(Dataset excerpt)
::::

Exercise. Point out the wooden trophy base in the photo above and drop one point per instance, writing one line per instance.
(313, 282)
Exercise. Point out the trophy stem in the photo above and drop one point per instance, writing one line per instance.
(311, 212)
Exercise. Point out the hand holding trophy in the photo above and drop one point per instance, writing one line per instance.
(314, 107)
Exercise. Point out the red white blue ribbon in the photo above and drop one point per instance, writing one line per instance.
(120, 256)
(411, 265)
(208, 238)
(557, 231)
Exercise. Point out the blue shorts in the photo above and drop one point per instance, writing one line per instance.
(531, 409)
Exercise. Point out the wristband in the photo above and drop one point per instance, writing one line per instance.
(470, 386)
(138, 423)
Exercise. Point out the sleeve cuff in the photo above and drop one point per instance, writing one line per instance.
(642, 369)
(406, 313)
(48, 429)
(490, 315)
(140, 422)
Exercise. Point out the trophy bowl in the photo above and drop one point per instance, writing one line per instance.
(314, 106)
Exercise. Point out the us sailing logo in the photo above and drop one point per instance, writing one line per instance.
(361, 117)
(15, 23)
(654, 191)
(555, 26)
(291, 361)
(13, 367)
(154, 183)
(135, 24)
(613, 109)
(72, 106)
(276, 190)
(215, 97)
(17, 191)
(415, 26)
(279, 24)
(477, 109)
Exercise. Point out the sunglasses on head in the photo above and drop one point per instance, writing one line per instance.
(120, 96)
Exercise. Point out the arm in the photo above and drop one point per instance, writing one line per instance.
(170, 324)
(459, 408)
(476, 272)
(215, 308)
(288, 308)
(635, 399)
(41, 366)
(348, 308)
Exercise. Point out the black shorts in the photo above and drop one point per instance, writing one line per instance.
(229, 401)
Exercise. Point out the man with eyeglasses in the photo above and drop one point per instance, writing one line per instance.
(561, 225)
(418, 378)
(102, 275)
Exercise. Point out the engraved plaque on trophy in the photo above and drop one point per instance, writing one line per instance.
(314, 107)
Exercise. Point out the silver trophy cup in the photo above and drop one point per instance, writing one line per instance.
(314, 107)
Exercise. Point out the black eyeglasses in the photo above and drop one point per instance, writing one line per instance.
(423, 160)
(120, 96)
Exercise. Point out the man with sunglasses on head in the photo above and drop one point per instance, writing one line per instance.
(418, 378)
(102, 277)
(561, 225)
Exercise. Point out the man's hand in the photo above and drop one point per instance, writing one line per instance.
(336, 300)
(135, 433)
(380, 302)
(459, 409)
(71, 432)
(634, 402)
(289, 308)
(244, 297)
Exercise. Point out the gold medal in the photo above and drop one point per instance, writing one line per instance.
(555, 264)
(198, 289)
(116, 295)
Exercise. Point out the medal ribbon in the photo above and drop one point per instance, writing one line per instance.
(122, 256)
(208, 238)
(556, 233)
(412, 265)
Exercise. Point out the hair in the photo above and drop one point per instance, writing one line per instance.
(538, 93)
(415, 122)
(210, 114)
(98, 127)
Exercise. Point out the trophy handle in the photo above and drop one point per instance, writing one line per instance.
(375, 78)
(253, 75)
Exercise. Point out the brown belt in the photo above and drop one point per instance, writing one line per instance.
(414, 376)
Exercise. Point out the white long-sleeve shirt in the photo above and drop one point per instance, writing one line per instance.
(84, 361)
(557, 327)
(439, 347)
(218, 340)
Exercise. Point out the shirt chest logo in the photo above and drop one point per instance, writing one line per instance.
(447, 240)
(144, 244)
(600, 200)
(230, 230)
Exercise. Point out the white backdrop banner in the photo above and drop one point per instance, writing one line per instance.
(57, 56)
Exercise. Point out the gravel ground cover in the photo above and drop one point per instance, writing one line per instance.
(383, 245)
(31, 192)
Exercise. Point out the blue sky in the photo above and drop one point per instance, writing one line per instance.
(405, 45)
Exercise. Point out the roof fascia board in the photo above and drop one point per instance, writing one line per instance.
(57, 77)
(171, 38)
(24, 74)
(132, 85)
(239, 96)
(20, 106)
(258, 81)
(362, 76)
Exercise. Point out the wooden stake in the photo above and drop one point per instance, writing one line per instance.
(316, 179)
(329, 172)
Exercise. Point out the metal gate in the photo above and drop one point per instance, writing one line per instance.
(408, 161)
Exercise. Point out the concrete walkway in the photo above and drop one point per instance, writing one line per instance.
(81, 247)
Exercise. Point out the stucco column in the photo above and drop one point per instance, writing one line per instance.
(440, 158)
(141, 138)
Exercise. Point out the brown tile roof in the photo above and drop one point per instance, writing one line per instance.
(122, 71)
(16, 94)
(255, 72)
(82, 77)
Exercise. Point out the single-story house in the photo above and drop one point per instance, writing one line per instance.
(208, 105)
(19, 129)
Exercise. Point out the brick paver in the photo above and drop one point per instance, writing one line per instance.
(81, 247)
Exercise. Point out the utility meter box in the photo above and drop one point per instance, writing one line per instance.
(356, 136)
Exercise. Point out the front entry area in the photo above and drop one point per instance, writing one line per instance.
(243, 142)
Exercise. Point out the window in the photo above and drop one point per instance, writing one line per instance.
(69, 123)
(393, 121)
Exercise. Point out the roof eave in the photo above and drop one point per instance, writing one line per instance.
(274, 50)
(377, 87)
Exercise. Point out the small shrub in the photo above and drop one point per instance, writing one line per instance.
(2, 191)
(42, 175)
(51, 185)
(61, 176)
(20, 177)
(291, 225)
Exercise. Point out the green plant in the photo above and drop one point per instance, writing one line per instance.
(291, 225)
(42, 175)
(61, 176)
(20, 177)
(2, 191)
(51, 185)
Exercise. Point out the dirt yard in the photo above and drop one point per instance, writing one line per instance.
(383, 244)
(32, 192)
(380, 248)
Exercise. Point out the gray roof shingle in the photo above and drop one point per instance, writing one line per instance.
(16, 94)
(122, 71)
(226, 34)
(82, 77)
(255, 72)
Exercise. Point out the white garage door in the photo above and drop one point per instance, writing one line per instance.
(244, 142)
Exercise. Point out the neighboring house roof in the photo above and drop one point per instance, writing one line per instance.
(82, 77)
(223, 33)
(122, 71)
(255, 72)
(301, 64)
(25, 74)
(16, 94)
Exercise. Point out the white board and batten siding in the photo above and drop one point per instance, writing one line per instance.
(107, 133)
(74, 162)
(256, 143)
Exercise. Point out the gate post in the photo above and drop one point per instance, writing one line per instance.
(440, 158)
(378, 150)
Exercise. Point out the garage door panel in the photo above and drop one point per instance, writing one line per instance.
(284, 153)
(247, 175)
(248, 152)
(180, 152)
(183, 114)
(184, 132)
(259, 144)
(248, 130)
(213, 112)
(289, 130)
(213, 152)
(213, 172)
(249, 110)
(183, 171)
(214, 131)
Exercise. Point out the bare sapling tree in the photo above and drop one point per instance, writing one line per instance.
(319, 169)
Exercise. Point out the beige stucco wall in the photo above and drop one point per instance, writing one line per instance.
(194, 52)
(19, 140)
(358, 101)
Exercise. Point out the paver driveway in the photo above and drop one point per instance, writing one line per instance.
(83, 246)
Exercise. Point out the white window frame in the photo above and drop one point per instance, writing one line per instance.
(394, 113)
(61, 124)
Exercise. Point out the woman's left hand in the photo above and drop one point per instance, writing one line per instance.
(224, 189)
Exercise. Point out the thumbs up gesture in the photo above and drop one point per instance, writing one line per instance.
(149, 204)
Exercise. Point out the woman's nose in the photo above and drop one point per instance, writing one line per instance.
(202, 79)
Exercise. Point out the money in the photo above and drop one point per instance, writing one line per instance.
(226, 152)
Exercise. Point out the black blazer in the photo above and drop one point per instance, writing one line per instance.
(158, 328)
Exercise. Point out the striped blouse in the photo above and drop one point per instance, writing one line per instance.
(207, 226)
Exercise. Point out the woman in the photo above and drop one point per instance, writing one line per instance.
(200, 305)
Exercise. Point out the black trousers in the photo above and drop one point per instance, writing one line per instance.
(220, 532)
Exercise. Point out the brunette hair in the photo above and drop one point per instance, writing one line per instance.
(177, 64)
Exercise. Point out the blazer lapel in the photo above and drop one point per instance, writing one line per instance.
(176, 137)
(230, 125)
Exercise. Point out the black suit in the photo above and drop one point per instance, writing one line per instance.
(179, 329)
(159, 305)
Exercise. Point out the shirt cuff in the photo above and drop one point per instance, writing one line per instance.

::::

**STATED TASK:** Transcribe the records above word for word, beginning with the line that contains "Exercise. Point out the black suit" and continuing through the final line of the records.

**RESULT FOR THIS TASK:**
Exercise. Point out the black suit in the photo above and drop one point per instance, writing one line per instance.
(179, 329)
(159, 305)
Exercise. Point out the shirt cuff in the photo above and drop one point per instance, writing one line per instance.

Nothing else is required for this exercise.